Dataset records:

+===+

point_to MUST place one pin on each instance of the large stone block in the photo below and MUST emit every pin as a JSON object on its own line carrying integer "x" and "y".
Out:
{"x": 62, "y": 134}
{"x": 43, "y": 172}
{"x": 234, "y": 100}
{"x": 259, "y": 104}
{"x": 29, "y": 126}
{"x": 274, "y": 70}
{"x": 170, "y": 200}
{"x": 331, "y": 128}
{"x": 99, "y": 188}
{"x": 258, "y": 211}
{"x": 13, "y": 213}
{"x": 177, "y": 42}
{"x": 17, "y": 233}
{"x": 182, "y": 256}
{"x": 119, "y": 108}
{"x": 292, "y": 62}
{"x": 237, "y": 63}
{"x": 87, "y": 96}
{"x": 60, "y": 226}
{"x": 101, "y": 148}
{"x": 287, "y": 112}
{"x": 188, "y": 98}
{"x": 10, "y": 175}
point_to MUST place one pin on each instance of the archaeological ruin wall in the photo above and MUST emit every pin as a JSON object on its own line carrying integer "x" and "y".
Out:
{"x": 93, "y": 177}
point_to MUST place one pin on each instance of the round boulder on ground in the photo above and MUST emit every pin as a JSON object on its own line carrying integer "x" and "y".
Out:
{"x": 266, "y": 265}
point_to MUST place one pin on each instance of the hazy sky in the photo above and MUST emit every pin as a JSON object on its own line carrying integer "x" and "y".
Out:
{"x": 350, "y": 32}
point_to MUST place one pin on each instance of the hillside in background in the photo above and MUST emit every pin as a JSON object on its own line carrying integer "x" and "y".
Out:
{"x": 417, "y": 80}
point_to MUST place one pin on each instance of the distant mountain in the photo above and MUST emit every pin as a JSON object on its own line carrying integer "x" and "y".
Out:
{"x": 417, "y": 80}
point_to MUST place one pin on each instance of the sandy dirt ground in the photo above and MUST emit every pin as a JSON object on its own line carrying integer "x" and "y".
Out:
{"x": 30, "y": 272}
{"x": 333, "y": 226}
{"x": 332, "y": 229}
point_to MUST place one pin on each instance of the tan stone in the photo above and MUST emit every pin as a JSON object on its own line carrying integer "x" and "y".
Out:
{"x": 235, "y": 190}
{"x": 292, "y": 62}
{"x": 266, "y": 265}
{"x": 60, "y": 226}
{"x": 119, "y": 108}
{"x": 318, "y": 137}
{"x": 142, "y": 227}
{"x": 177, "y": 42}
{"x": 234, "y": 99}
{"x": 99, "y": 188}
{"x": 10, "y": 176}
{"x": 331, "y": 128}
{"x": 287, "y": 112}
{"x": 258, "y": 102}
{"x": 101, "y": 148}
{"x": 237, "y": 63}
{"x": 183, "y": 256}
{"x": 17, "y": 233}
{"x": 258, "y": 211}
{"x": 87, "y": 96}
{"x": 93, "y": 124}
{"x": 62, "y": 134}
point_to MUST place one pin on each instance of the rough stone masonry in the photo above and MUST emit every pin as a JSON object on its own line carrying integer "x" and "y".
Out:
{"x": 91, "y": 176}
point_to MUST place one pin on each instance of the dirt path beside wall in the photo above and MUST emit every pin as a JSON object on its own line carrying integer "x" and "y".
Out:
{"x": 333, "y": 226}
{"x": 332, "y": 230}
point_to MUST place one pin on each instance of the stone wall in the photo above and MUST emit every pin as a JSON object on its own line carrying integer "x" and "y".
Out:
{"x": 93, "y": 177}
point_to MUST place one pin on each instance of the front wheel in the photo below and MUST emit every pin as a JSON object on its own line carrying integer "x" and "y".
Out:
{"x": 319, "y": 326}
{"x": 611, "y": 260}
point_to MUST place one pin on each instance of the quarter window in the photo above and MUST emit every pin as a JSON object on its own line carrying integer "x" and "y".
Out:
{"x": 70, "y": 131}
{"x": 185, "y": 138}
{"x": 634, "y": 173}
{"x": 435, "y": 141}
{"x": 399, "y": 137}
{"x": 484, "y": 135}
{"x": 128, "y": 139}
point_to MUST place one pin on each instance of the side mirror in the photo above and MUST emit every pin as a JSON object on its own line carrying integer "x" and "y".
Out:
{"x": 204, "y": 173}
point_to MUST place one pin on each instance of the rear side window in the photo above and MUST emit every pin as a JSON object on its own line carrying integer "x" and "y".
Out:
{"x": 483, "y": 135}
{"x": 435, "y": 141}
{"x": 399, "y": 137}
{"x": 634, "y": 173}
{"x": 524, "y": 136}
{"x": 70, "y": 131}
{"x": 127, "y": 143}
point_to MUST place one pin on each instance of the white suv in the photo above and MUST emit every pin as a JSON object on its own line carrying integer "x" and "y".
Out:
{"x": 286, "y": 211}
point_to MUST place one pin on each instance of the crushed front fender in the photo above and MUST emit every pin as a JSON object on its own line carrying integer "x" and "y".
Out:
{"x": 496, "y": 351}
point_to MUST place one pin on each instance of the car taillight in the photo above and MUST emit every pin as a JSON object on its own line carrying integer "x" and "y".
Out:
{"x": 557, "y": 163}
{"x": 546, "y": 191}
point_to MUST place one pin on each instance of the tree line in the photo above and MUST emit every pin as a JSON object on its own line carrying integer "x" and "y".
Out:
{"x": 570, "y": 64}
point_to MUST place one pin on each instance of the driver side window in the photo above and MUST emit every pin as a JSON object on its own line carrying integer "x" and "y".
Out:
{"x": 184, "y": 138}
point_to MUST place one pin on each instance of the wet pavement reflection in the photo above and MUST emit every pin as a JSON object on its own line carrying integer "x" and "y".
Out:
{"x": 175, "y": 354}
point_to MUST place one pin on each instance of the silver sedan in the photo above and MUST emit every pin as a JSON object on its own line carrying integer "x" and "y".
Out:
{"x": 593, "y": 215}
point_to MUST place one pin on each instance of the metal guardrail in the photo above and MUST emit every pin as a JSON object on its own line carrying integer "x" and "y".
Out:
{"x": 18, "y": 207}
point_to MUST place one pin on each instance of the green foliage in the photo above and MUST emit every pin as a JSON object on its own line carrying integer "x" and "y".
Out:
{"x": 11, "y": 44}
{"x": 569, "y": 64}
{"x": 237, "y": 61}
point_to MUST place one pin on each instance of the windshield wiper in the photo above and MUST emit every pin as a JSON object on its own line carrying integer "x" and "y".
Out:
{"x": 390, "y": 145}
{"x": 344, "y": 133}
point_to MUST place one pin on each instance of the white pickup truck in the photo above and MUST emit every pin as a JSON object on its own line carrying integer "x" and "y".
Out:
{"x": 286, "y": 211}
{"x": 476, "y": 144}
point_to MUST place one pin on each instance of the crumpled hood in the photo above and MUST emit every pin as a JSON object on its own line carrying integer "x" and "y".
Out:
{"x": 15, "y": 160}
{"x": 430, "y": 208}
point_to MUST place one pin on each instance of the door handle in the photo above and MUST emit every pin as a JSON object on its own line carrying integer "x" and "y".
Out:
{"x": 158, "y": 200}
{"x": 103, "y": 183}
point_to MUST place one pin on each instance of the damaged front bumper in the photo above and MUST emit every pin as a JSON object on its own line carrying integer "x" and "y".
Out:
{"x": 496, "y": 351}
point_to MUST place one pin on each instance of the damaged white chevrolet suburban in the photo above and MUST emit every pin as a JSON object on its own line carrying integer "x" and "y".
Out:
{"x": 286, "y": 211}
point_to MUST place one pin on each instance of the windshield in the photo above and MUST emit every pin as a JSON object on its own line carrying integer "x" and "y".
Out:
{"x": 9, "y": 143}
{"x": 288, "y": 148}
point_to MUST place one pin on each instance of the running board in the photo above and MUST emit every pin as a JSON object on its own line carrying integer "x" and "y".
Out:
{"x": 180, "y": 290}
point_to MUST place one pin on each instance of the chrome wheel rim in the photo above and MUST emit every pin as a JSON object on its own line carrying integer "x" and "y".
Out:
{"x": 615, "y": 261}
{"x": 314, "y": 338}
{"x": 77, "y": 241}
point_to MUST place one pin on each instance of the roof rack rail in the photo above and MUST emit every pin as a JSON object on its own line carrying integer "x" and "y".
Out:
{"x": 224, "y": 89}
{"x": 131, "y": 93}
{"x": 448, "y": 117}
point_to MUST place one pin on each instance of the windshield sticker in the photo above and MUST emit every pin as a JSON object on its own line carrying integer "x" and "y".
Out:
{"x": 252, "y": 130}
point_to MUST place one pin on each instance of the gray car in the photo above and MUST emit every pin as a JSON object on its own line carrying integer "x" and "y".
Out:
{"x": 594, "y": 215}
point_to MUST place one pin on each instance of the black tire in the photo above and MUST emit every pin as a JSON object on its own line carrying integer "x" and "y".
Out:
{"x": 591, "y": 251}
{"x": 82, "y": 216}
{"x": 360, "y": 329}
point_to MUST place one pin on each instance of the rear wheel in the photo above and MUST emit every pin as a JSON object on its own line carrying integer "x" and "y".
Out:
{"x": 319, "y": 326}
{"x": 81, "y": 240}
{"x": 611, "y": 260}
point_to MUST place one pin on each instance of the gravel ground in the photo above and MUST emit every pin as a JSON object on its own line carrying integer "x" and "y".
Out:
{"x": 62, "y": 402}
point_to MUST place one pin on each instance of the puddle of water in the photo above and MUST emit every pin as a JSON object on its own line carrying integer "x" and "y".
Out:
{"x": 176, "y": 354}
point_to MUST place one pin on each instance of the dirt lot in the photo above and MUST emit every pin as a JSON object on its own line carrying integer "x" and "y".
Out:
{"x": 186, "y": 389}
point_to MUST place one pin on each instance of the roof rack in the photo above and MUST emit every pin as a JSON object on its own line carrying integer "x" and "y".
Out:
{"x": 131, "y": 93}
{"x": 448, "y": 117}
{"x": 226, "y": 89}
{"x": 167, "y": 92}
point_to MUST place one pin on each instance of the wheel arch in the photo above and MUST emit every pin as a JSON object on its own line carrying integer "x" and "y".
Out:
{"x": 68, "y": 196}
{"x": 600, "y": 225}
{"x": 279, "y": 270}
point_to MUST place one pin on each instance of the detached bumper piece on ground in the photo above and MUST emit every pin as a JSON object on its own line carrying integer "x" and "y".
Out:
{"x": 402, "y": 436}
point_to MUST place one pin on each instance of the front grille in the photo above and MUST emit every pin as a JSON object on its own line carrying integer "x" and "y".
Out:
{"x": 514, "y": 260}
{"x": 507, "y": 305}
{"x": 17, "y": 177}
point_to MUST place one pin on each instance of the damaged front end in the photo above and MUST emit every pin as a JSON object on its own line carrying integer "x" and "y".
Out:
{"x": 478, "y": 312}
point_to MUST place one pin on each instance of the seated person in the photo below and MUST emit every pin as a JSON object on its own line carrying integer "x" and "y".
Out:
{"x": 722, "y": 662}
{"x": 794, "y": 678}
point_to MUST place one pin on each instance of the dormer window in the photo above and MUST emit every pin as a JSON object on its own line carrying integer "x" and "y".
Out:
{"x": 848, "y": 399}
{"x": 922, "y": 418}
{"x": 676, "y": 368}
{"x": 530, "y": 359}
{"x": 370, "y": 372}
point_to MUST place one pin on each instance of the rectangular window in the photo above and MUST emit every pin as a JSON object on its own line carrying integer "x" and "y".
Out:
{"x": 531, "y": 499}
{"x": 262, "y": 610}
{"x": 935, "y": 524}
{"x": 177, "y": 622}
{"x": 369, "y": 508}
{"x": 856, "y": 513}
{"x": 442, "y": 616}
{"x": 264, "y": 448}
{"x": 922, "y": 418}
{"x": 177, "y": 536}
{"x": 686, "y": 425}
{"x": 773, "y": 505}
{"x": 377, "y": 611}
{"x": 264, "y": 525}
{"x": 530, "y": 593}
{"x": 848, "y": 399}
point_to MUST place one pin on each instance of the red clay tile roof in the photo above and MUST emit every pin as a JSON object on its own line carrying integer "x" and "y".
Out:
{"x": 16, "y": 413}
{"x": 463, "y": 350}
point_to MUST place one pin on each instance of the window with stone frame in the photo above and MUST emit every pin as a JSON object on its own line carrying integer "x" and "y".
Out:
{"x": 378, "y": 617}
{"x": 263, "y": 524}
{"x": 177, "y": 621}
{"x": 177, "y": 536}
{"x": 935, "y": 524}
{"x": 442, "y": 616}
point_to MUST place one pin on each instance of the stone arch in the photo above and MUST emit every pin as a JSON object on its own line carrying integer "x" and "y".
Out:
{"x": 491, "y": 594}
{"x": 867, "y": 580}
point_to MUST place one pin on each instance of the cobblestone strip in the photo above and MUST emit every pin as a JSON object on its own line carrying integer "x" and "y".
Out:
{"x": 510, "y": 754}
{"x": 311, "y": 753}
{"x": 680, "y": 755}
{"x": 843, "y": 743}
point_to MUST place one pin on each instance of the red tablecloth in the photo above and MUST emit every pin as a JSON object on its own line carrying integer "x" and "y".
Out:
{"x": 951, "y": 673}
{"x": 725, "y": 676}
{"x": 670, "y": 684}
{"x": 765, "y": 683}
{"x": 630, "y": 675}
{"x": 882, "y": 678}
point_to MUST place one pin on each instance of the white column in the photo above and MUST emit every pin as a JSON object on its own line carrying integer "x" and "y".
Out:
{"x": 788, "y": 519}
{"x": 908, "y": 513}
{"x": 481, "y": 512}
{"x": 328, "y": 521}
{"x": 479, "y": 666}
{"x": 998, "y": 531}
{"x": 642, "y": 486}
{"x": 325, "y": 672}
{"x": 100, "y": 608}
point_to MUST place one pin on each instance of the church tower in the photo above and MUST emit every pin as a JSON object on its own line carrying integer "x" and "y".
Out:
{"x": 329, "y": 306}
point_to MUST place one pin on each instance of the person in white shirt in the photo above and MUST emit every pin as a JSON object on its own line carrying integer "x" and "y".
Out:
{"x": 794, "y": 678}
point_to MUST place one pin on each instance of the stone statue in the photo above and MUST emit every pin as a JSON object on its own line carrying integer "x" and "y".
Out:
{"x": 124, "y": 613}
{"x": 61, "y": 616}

+===+

WHAT THIS TASK INVOLVES
Across the records, count each line that holds the string "damaged". Respond with the number only.

SOLUTION
3